### [Extracted entries]
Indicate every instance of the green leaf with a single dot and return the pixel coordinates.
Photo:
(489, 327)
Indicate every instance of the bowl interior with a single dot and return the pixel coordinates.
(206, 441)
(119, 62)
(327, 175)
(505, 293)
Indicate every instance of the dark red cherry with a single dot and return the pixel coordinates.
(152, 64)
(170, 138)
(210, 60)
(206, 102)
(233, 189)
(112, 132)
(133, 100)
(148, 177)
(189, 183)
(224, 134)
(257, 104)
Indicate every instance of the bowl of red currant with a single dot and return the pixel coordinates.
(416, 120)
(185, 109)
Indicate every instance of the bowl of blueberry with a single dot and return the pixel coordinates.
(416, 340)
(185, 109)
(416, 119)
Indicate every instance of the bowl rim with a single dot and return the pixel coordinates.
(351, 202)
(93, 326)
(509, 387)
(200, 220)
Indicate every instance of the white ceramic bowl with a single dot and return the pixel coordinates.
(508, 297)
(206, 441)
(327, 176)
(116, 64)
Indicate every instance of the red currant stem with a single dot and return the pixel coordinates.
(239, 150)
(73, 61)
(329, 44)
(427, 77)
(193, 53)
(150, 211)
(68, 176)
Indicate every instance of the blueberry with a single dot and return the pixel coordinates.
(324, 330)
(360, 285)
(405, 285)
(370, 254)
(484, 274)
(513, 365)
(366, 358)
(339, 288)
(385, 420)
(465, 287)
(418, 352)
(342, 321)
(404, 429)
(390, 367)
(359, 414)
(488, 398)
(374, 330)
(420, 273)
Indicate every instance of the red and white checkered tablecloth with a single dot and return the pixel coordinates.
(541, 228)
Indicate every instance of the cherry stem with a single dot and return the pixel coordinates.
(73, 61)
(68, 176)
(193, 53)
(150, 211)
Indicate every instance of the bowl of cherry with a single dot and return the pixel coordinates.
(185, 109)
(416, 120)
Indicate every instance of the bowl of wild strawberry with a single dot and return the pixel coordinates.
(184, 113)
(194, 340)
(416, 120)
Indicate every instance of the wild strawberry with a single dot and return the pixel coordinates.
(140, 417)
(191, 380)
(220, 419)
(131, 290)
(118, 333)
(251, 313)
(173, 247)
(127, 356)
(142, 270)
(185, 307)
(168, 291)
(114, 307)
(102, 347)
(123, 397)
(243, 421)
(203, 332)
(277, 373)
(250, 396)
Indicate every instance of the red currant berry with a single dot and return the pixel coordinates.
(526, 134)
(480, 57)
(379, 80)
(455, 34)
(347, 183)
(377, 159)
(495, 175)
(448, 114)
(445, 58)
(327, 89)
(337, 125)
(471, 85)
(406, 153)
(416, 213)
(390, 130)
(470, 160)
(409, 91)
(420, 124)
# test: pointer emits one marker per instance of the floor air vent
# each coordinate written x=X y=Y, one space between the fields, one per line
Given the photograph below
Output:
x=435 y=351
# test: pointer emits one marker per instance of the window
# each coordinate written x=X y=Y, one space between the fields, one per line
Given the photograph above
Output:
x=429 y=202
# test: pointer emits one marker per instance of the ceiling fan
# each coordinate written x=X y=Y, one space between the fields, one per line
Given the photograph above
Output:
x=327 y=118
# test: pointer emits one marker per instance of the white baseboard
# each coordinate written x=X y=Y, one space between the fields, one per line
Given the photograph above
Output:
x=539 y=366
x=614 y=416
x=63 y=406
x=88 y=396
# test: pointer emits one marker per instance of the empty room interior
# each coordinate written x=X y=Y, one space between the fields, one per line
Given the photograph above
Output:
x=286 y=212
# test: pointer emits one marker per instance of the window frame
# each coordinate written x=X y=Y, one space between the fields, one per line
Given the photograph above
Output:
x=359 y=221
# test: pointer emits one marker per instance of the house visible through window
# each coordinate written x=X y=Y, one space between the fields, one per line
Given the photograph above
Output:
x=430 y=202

### [What you have to do]
Reproduce the entries exactly, each one as given.

### [The completed task]
Indicate every instance of the green leaf with a single dot and return the pixel coordinates.
Photo:
(489, 327)
Indicate every instance of the bowl interior with a single dot and return the pixel coordinates.
(206, 441)
(119, 62)
(327, 175)
(505, 293)
Indicate every instance of the dark red cherry with a single dot and return the pixel coordinates.
(152, 64)
(170, 138)
(210, 60)
(206, 102)
(233, 189)
(112, 132)
(133, 100)
(148, 177)
(189, 183)
(224, 134)
(257, 104)
Indicate every instance of the bowl of red currant with a single dot and return the pixel coordinates.
(416, 120)
(185, 109)
Indicate every instance of the bowl of blueberry with a single dot and return the pixel coordinates.
(416, 340)
(185, 109)
(416, 119)
Indicate every instance of the bowl rim with a single dot and return the pixel coordinates.
(351, 202)
(93, 326)
(509, 387)
(200, 220)
Indicate every instance of the white ceramic bowl with a single dot and return the pixel coordinates.
(508, 297)
(206, 441)
(327, 176)
(116, 64)
Indicate every instance of the red currant stem with a single dot and return the pixel coordinates.
(239, 150)
(73, 61)
(329, 44)
(427, 77)
(193, 53)
(150, 211)
(68, 176)
Indicate every instance of the blueberry with a single dot and return the pixel coordinates.
(324, 330)
(360, 285)
(405, 285)
(370, 254)
(484, 274)
(513, 365)
(366, 358)
(339, 288)
(385, 420)
(465, 287)
(418, 352)
(342, 321)
(404, 429)
(390, 367)
(359, 414)
(488, 398)
(374, 330)
(420, 273)
Indicate every instance of the red and white checkered tablecloth with a single dot and return the pixel coordinates.
(541, 228)
Indicate every instance of the cherry stem with a single dot and return the pixel coordinates.
(73, 61)
(68, 176)
(193, 53)
(150, 211)
Indicate every instance of the bowl of cherry with a single dot and return the pixel coordinates.
(185, 109)
(416, 120)
Indicate every instance of the bowl of wild strawberry with a single dot and return the pixel coordinates.
(184, 113)
(194, 340)
(416, 120)
Indicate every instance of the wild strawberry with a single dot and return the pixel coordinates.
(140, 417)
(191, 380)
(220, 419)
(131, 290)
(118, 333)
(251, 313)
(173, 247)
(127, 356)
(142, 270)
(185, 307)
(168, 291)
(114, 307)
(102, 347)
(123, 397)
(243, 421)
(203, 332)
(277, 373)
(250, 396)
Indicate every instance of the red currant berry with a single dot and return the pixel coordinates.
(526, 134)
(480, 57)
(379, 80)
(455, 34)
(347, 183)
(377, 159)
(495, 175)
(448, 114)
(445, 58)
(327, 89)
(337, 125)
(471, 85)
(406, 153)
(416, 213)
(390, 130)
(470, 160)
(409, 91)
(420, 124)
# test: pointer emits one marker per instance of the floor air vent
# each coordinate written x=X y=Y, one space between the fields, one per line
Given the photograph below
Output:
x=435 y=351
# test: pointer emits one marker per instance of the window
# each coordinate written x=X y=Y, one space between the fields, one per line
Given the photograph above
Output:
x=429 y=202
# test: pointer emits one marker per instance of the ceiling fan
# each coordinate written x=X y=Y, one space between the fields, one per line
Given the photograph above
Output:
x=327 y=118
# test: pointer emits one marker per instance of the white baseboard
# each coordinate written x=X y=Y, one space between the fields, one per line
Given the photograph above
Output:
x=539 y=366
x=614 y=416
x=63 y=406
x=88 y=396
# test: pointer emits one marker per instance of the empty room interior
# each coordinate written x=X y=Y, one space between the fields, one per line
Given the photograph above
Output:
x=286 y=212
# test: pointer emits one marker per instance of the window frame
# each coordinate written x=X y=Y, one space between the fields, one per line
Given the photograph above
Output:
x=359 y=221
# test: pointer emits one marker per instance of the house visible through window
# each coordinate written x=X y=Y, one space between the fields, one per line
Given the photograph above
Output:
x=430 y=202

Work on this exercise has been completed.